■ **Dataset entries**:
◇ ◇ ◇ ◇ ◇ ◇ ◇

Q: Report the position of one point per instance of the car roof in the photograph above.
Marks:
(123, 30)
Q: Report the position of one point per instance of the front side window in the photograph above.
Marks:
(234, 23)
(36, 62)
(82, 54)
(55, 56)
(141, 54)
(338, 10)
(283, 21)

◇ ◇ ◇ ◇ ◇ ◇ ◇

■ **Exercise description**:
Repeat exactly the lines above from the line that contains "window in the photograph above." through the end. Include both of these ends; leave out everything else.

■ **Reply**:
Q: Report the position of one point per instance of the front side window in the photograph above.
Marks:
(234, 23)
(36, 62)
(82, 54)
(55, 56)
(141, 54)
(338, 10)
(283, 21)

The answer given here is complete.